**Exercise details:**
Write out, character for character, the line containing "Locate the battlement" and all lines after it up to the end of the listing.

**Given entries:**
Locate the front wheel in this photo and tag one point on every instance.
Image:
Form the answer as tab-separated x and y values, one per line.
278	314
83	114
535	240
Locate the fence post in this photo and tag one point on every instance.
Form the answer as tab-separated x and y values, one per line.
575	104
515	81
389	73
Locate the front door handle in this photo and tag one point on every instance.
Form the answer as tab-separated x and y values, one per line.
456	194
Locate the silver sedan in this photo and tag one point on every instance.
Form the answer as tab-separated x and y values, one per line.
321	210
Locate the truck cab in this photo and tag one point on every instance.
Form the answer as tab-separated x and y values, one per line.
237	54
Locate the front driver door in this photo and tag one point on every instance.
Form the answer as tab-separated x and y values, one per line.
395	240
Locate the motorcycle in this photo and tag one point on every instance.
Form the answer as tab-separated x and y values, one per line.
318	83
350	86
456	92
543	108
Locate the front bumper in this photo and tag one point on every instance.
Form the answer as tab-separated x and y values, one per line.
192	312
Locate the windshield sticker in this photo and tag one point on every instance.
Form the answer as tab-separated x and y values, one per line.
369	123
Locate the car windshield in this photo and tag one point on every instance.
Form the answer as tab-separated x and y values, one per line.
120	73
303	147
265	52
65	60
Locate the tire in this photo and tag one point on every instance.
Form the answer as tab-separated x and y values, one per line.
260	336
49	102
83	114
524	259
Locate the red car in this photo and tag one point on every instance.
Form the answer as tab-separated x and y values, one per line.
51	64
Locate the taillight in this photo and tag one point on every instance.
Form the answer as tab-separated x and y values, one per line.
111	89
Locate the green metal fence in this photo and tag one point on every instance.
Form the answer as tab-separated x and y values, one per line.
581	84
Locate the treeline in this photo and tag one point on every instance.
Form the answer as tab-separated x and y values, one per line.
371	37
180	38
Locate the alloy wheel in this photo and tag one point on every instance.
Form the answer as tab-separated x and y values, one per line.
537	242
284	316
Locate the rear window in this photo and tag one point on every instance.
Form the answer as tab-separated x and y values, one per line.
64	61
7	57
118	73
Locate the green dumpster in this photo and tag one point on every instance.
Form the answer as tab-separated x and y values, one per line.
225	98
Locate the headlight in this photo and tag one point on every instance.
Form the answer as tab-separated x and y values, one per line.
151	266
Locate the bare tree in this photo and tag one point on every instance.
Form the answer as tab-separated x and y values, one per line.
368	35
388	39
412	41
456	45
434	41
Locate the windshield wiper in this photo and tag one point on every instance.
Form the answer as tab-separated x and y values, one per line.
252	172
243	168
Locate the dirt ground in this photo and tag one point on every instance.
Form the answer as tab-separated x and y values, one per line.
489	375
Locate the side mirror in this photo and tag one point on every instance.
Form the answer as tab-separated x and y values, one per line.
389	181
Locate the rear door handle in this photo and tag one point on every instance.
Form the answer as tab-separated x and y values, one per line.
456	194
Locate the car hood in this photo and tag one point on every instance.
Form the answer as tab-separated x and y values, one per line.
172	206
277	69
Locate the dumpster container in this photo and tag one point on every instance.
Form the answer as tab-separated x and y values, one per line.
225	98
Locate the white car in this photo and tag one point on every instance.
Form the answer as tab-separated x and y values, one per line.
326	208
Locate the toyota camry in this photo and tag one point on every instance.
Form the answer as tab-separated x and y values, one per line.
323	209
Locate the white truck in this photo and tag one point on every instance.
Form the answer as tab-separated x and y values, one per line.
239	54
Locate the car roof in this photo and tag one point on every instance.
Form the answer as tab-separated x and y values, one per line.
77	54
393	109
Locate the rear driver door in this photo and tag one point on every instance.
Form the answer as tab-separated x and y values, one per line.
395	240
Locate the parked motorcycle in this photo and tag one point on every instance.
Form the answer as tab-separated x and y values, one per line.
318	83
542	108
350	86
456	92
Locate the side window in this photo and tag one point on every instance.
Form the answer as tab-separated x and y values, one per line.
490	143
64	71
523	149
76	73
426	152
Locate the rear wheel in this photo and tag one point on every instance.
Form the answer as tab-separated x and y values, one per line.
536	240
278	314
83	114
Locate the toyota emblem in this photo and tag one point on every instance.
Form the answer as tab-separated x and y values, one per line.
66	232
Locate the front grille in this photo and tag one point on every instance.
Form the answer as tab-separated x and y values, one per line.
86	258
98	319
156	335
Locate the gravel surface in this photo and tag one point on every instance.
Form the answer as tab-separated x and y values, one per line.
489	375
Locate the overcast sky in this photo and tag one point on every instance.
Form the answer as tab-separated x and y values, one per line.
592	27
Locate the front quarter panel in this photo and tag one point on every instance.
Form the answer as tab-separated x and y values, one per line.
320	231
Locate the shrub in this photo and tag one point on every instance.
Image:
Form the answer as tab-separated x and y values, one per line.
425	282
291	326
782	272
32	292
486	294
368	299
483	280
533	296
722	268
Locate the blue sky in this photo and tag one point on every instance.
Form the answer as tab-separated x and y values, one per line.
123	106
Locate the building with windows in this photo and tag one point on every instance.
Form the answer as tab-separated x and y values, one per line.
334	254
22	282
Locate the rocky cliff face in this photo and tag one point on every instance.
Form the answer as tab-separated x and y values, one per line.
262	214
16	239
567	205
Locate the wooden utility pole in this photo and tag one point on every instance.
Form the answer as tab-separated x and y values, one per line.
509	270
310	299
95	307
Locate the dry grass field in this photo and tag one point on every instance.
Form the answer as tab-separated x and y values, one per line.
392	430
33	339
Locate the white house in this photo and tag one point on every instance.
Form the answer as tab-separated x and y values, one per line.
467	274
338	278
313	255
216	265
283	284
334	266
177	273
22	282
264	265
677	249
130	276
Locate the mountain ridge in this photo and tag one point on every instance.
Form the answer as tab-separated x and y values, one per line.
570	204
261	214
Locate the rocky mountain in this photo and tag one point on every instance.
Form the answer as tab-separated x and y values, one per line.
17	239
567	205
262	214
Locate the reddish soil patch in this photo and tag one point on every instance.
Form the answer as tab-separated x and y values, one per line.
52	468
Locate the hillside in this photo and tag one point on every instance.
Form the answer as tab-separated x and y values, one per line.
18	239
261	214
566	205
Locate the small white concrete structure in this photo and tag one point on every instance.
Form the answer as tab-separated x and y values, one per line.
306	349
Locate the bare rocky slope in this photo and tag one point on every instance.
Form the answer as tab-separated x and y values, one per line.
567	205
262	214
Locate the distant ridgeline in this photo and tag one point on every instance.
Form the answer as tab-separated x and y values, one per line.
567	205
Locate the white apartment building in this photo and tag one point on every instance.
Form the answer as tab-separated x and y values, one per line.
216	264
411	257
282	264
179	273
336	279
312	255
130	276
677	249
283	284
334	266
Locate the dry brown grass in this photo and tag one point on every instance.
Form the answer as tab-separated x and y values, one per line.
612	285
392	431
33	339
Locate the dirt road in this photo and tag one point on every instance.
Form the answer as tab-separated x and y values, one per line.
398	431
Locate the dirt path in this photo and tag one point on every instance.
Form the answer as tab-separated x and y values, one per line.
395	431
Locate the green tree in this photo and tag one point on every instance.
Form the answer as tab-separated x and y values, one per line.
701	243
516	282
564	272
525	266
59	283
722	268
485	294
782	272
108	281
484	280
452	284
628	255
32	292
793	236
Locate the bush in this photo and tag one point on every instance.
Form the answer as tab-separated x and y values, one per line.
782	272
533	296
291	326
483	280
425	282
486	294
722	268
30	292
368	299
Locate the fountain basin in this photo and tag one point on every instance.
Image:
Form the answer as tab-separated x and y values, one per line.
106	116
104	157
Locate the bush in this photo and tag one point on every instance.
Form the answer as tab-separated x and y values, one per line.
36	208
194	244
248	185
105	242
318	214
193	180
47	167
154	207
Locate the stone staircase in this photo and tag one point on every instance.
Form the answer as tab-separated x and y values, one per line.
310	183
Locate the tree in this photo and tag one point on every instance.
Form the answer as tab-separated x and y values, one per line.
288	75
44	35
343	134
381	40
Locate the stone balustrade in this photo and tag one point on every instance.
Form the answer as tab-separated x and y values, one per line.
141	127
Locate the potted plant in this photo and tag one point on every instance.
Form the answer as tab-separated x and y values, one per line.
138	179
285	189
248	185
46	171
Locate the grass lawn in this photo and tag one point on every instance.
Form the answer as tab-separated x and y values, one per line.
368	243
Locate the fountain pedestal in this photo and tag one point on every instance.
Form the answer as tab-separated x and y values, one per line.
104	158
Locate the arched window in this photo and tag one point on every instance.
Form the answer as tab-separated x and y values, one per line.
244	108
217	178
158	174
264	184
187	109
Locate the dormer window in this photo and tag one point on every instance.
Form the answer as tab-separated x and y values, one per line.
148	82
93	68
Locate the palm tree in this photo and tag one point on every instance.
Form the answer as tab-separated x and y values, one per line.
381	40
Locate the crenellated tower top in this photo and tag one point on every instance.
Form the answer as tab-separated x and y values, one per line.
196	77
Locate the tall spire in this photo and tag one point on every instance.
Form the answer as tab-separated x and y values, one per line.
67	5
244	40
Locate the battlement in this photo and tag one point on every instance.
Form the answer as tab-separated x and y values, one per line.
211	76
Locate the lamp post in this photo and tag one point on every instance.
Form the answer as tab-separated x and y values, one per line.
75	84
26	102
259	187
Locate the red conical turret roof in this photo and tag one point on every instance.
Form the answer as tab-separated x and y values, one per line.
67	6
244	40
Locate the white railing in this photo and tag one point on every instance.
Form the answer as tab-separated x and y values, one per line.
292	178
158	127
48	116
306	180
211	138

**Final result:**
Locate the battlement in this photo and tag one point on every instance.
Form the answer as tab-separated x and y values, one per line.
211	76
Locate the lamp post in this photo and tag one point on every instance.
Form the answer as tab-separated x and y values, one per line.
75	84
26	102
259	187
Locate the red conical turret roof in this photo and tag one point on every instance.
Form the answer as tab-separated x and y values, one per line.
67	6
244	40
Locate the white railing in this photo and tag one point on every instance.
Form the answer as tab-separated x and y values, one per line.
292	178
158	127
48	116
306	180
211	138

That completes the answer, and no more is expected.